MATERIAL SUPPLIED section start

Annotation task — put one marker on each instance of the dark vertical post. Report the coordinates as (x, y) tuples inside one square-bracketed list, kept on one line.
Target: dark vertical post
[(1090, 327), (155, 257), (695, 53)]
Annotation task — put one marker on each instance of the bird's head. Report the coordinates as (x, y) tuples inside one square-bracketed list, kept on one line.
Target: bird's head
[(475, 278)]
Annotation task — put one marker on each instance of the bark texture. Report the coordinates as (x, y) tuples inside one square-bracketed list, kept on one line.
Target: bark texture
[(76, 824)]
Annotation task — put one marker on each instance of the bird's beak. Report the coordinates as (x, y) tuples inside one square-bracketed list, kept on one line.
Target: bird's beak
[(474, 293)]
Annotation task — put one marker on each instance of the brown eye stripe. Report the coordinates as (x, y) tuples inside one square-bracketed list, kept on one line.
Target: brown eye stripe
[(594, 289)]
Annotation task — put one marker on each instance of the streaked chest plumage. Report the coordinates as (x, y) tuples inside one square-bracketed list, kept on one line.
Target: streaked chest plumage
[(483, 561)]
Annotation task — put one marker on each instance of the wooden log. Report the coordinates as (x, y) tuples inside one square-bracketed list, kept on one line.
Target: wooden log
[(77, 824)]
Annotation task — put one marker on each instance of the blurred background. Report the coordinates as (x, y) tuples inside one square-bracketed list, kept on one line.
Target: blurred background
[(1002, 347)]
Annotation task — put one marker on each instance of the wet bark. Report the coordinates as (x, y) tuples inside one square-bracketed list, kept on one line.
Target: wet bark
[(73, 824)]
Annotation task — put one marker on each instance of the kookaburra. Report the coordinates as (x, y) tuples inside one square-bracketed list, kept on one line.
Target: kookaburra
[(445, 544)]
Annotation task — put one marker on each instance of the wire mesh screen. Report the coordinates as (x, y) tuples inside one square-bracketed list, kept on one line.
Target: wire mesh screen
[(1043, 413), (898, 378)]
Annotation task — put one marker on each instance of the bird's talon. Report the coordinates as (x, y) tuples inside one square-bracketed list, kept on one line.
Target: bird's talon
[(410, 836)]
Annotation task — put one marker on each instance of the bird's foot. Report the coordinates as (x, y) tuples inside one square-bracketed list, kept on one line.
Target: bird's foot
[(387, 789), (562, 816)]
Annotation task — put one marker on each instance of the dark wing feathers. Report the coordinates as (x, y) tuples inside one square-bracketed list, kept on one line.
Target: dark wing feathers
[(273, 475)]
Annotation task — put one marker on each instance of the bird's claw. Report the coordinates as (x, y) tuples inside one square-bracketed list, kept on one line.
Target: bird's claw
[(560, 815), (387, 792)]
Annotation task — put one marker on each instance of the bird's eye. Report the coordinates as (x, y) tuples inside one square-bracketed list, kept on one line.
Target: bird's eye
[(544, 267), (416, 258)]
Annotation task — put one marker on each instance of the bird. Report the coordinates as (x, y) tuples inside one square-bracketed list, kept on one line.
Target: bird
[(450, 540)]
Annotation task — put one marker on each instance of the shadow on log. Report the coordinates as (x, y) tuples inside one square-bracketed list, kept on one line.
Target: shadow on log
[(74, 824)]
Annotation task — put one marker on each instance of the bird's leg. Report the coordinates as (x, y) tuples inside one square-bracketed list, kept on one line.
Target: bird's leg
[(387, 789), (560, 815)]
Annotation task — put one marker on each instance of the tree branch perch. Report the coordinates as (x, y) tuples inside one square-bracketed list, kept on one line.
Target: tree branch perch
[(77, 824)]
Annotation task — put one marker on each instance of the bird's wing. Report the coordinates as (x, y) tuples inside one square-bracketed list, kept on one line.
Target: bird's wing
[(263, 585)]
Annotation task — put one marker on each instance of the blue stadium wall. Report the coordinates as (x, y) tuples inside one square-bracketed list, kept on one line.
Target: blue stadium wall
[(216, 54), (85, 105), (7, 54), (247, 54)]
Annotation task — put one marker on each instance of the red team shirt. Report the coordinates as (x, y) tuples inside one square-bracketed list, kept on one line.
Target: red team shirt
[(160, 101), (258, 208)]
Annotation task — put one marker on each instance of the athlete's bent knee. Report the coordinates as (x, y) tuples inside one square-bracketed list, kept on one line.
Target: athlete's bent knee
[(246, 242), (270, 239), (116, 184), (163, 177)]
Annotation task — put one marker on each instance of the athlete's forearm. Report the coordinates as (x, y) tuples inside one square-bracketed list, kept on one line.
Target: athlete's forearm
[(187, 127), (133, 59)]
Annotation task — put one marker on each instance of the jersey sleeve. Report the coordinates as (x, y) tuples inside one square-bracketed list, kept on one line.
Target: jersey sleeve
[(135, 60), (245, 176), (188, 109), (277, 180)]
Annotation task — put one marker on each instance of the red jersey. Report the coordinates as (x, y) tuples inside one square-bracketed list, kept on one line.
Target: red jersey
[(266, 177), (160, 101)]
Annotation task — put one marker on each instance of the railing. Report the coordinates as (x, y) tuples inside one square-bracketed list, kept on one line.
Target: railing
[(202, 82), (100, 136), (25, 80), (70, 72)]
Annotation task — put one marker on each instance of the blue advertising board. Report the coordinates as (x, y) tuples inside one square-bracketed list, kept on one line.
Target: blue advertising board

MATERIAL SUPPLIED section end

* _EXERCISE DIRECTIONS_: To complete this exercise, set down every line above exactly once more.

* _THE COMPLETED TASK_:
Annotation task — put one marker on each instance of the dark vertical post. Report the coordinates as (x, y) tuples inside one square-bracketed list, kept on one line.
Target: dark vertical post
[(1090, 327), (155, 257), (695, 53)]
Annotation task — put one marker on each instance of the bird's head. Report the coordinates as (x, y) tuples inside one square-bracketed list, kept on one line.
Target: bird's head
[(475, 278)]
Annotation task — put one marker on each instance of the bark texture. Report the coordinates as (x, y) tuples inside one square-bracketed list, kept on one line.
Target: bark texture
[(76, 824)]
Annotation task — put one marker on each instance of the bird's beak. Report the coordinates as (x, y) tuples inside one square-bracketed list, kept on one line.
Target: bird's beak
[(474, 293)]
Annotation task — put one marker on each instance of the brown eye stripe. Report the coordinates as (x, y) tuples inside one square-bracketed list, kept on one line.
Target: brown eye stripe
[(594, 289)]
Annotation task — put one marker on each instance of the streaked chest plumage. Report the coordinates as (x, y) tuples inside one square-bracketed list, kept on one line.
Target: streaked chest plumage
[(483, 561)]
Annotation task — put one marker on each instance of the wooden log. Report the coordinates as (x, y) tuples inside one square-bracketed list, kept on one line.
Target: wooden log
[(77, 824)]
Annotation task — put one marker on each instance of the blurred background. Report the coordinates as (x, y) tuples inside one square-bracketed list, kept on one line.
Target: blurred background
[(1002, 347)]
Annotation task — put one marker on each instance of the wet bark. Report the coordinates as (x, y) tuples inside one square-bracketed list, kept on one line.
Target: wet bark
[(73, 824)]
Annotation task — put one marker on each instance of the kookaburra. Report the coordinates as (x, y) tuples inside one square-bracketed list, kept on one line.
Target: kookaburra
[(445, 544)]
Annotation task — put one marker on each instance of the wire mesh screen. Report the coordinates as (x, y) tuples inside one square-bracketed list, kept on one line.
Target: wire mesh screen
[(1043, 413), (898, 378)]
Annotation task — put one marker on each instance of the bird's talon. Report the coordinates as (x, y) tuples inside one square-bracketed list, kept on one line.
Target: bird's talon
[(410, 836)]
Annotation task — put one marker on each instance of the bird's foot. Report the coordinates as (x, y) tuples inside one square-bracketed list, kept on one line.
Target: bird's foot
[(387, 789), (562, 816)]
Annotation task — put one marker on each instance of the dark wing feathers. Report the coordinates as (x, y) tuples inside one square-bracketed list, kept on one line.
Target: dark wing feathers
[(273, 475)]
Annotation task — put one marker on each instance of the bird's claw. Report the coordinates as (x, y) tuples inside one square-bracketed list, kept on one line.
Target: bird's claw
[(560, 815), (387, 792)]
Annotation task — put one marker on each instance of the bird's eye. Report the coordinates as (x, y) tuples inside one square-bracketed list, kept on one line.
Target: bird's eye
[(544, 267), (416, 258)]
Annotation task — put one marker on each instance of the bird. Report the coordinates as (x, y) tuples inside one square-bracketed list, kept on one line.
Target: bird
[(450, 540)]
Annotation task — put one marker on each instance of the shadow on log. Report the coordinates as (x, y) tuples inside one square-bracketed list, kept on one line.
Target: shadow on log
[(74, 824)]
Annotation task — put one marker on each instance of the bird's leg. Report the coordinates as (x, y) tuples inside one square-bracketed list, kept on one line.
Target: bird's leg
[(387, 789), (560, 815)]
Annotation task — put one marker on each instance of the tree branch perch. Report the coordinates as (x, y) tuples inside one square-bracketed list, kept on one line.
Target: tree branch perch
[(77, 824)]
Annotation task — put one marker on each instance of the bird's wing. Report the coordinates as (x, y) tuples inside one square-bracketed list, kept on one line.
Target: bird's wing
[(263, 585)]
Annotation task — put one marker on each instance of the blue stadium wall. Report the coordinates as (x, y) tuples inside one square-bracketed list, kept on one line.
Target: blue stadium wall
[(216, 54), (85, 105), (7, 54), (247, 54)]
Annotation task — put one marker on each instance of the red team shirt. Report the coordinates as (x, y) tuples inside one square-bracketed list, kept on one line.
Target: red team shirt
[(160, 101), (258, 208)]
Annotation task — put one marker on each instance of the athlete's bent knee. Report the coordinates as (x, y) tuples inside one square-bracketed list, kept on one line.
Target: athlete's bent knee
[(246, 242), (270, 239), (116, 184), (163, 177)]
Annotation task — put one marker on each instance of the athlete's forearm. Report the coordinates as (x, y) tuples inside one square-bracketed list, kept on one line.
Target: athlete's forearm
[(187, 127), (133, 59)]
Annotation task — put one marker on each instance of the jersey sleeve. Report the coordinates as (x, y) tuples inside one square-bracketed list, kept on one line.
Target: jersey sleeve
[(135, 60), (245, 176), (188, 109), (277, 180)]
Annotation task — put one marker on each instance of the red jersey. Report the coordinates as (x, y) tuples inside one square-bracketed list, kept on one line.
Target: red jersey
[(266, 177), (160, 101)]
Annotation task — put one marker on each instance of the railing. Report the coordinates as (x, y) tuples inside one square-bracketed list, kept on one line.
Target: railing
[(202, 82), (100, 136), (25, 80), (70, 72)]
Annotation task — put one marker on each instance of the blue advertising board. Report the coordinates as (x, y) tuples inside one square-bracketed list, kept on one line.
Target: blue advertising board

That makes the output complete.